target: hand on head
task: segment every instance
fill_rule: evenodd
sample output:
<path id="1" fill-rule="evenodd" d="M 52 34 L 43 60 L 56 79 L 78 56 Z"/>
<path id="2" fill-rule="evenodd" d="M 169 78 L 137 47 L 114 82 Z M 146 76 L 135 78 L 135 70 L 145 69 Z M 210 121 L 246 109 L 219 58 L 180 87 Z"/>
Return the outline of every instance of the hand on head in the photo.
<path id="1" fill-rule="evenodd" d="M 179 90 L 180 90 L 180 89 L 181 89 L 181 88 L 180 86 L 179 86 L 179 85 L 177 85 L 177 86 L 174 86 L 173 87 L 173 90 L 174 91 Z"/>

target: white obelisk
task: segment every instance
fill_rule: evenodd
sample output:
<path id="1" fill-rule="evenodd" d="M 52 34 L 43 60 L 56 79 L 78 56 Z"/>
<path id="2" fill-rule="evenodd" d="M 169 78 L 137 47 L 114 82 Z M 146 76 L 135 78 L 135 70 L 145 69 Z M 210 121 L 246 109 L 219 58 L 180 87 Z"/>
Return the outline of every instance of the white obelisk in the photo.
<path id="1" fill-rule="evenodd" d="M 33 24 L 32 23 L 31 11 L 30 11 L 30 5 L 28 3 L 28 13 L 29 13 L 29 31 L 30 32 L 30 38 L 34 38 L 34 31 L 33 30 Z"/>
_ _ _ _ _ _ _
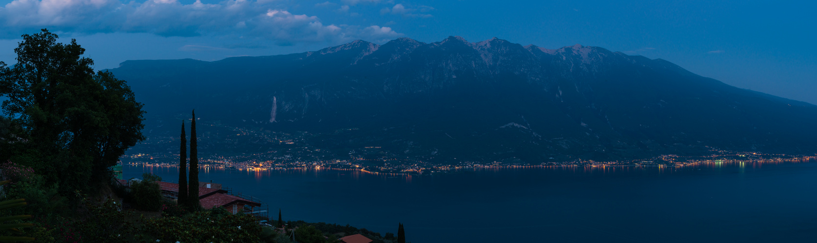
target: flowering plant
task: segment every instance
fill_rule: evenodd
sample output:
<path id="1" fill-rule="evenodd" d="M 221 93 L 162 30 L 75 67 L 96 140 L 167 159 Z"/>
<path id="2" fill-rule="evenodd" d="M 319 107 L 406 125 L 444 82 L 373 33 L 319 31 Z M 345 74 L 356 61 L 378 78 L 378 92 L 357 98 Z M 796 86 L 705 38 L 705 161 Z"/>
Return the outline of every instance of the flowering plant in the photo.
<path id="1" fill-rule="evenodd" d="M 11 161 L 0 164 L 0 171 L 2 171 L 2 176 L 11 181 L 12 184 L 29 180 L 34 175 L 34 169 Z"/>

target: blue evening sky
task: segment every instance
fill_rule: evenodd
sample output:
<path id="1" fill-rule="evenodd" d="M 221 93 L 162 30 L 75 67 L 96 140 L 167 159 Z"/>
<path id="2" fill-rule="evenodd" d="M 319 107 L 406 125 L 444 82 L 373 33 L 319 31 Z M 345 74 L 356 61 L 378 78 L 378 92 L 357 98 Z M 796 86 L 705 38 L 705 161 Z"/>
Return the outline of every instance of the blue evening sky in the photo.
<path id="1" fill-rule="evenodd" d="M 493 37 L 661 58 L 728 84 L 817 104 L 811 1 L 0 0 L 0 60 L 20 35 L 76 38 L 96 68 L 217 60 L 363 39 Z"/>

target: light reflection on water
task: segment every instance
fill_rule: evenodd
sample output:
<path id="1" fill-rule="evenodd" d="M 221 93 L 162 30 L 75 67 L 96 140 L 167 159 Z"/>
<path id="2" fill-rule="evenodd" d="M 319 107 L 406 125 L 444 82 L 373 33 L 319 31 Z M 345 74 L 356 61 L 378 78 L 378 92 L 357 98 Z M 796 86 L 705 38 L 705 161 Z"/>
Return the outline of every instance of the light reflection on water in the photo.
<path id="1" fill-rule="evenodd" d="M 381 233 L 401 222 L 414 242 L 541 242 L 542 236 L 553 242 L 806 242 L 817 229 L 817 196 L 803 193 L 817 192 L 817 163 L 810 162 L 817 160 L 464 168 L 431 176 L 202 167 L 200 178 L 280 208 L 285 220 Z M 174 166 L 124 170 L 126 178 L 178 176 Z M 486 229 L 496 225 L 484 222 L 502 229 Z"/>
_ _ _ _ _ _ _
■ Requirements
Rewrite the part of the material that opens with the line containing "target: light reflection on water" and closes with the line containing "Return the outline of every instance of the light", replacing every "evenodd" with "nonzero" and leaving all else unchanged.

■ Output below
target: light reflection on water
task: segment every instance
fill_rule: nonzero
sample output:
<path id="1" fill-rule="nonzero" d="M 221 93 L 162 30 L 75 67 L 96 140 L 167 159 Z"/>
<path id="2" fill-rule="nonzero" d="M 319 107 L 406 125 L 444 82 L 373 33 L 319 31 Z M 345 74 L 356 61 L 378 78 L 378 92 L 357 98 Z M 796 86 L 705 38 L 705 161 Z"/>
Return the outline of every instance of the light reflection on water in the photo.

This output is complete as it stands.